### WHAT THE EXERCISE ASKS
Say how many lines in the rows below contain the string "cart". Reply with the number alone.
>> start DATASET ENTRIES
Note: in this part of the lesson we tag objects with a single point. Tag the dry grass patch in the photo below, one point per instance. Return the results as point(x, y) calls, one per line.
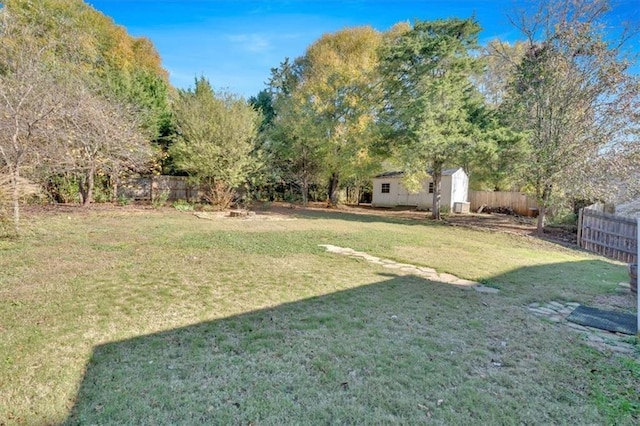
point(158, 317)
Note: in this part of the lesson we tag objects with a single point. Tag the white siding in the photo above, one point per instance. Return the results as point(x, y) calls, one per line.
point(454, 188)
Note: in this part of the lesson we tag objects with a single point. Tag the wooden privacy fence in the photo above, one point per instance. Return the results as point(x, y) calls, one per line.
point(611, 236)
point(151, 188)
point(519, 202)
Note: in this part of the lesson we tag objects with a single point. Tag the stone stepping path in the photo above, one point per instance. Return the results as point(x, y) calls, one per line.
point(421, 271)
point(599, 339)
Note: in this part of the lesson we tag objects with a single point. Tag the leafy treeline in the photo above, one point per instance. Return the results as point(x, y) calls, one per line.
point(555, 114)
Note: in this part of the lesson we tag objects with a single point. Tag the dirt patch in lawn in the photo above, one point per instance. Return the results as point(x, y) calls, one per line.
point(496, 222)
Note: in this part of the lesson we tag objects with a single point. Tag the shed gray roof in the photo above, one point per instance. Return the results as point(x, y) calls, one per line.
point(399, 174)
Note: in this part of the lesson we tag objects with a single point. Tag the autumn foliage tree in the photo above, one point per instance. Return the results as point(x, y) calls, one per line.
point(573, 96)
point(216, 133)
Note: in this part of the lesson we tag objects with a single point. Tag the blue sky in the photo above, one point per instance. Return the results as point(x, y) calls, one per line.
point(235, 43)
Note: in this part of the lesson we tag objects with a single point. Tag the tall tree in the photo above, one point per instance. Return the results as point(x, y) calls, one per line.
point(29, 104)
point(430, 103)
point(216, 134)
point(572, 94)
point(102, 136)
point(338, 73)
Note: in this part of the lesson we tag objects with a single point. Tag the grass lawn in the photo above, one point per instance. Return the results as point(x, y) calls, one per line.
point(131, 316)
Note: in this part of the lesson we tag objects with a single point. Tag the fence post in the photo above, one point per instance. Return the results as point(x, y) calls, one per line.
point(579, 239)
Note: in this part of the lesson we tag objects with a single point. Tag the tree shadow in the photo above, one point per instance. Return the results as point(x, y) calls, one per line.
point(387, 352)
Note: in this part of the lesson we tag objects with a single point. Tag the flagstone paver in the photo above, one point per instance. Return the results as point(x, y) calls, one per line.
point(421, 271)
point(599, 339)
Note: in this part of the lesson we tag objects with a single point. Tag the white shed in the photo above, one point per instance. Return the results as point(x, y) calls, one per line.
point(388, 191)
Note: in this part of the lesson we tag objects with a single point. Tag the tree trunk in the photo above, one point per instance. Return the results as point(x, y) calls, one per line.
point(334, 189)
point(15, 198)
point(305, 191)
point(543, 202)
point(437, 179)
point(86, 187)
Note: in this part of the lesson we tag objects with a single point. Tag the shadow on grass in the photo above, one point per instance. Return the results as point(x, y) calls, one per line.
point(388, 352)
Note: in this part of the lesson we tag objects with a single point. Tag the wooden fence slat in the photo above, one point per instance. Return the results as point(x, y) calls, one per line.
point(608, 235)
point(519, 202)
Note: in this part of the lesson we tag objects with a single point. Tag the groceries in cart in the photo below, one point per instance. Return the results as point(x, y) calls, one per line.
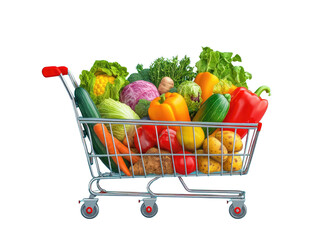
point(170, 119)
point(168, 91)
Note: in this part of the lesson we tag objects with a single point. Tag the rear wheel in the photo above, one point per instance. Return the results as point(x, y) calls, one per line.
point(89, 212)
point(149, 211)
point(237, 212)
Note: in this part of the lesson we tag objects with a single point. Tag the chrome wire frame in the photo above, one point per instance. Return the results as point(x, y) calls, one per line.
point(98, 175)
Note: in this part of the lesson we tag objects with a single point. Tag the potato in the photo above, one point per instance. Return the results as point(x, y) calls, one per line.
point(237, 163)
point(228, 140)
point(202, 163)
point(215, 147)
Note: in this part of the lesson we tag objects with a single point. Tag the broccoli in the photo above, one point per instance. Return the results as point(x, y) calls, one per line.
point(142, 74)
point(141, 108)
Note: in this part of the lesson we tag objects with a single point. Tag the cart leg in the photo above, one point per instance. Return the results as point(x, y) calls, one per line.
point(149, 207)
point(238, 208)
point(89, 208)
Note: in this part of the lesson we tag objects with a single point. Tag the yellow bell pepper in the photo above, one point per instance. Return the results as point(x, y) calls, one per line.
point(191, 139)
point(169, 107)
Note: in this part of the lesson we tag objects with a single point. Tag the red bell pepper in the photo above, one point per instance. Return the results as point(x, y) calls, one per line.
>> end DATASET ENTRIES
>> start DATASET ENTRIES
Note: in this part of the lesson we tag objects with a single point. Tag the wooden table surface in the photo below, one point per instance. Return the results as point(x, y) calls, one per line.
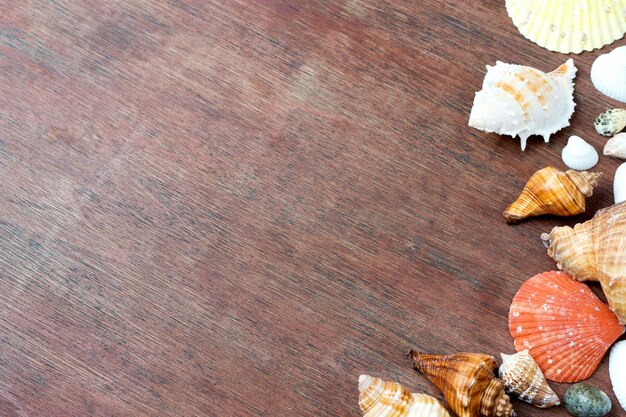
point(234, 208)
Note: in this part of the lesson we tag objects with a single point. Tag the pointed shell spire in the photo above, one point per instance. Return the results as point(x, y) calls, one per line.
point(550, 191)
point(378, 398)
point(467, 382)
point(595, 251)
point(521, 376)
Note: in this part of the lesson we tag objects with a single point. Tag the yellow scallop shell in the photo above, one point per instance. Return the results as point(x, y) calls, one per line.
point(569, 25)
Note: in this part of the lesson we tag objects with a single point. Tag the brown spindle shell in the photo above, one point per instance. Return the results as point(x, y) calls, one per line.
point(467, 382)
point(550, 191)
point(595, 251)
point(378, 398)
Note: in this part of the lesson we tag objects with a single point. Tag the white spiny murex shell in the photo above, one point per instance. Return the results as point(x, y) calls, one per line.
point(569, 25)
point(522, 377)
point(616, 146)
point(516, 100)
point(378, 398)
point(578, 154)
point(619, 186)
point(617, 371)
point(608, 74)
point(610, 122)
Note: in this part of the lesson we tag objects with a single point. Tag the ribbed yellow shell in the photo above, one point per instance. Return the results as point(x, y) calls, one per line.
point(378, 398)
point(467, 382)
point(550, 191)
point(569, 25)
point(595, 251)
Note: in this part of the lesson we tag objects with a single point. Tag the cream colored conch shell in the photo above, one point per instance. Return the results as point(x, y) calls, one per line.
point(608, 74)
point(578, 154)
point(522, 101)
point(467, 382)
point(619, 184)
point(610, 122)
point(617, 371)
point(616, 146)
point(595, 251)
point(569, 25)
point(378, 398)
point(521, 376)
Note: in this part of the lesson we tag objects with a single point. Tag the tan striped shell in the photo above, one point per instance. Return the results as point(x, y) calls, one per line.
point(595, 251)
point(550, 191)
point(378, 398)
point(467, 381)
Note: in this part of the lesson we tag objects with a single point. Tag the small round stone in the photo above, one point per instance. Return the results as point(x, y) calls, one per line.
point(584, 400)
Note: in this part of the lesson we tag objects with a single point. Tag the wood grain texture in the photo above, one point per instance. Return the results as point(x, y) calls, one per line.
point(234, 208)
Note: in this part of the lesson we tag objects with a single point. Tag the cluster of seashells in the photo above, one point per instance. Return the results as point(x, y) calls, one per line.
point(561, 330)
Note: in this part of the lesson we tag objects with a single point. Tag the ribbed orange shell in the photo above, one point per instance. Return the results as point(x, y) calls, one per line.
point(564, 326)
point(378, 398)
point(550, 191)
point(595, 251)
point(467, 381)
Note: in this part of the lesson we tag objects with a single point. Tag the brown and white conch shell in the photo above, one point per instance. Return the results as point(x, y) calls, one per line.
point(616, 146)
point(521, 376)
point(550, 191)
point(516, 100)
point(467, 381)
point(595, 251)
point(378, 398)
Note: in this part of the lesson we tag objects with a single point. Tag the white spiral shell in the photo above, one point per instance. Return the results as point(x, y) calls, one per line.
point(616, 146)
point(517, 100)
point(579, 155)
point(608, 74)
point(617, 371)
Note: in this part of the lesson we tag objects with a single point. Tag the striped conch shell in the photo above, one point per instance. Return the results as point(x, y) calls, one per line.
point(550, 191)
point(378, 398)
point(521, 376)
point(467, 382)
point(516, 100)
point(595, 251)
>> end DATASET ENTRIES
>> start DATASET ENTRIES
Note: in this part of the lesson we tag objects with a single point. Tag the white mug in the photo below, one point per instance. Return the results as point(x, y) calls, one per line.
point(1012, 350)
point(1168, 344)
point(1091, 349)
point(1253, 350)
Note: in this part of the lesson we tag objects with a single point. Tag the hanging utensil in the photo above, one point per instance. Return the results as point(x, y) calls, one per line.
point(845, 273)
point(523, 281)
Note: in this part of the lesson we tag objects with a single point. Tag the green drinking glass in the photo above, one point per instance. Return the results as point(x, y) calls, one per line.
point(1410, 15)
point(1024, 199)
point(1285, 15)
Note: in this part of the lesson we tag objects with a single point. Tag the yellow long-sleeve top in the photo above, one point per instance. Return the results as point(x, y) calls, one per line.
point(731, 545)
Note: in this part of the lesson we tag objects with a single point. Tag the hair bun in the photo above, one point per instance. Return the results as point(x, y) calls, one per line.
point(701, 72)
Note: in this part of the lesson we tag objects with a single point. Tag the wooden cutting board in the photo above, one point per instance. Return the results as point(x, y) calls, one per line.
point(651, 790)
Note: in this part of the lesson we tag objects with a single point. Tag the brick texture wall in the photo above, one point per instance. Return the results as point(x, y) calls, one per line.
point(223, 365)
>> end DATASET ENTRIES
### THE REPLY
2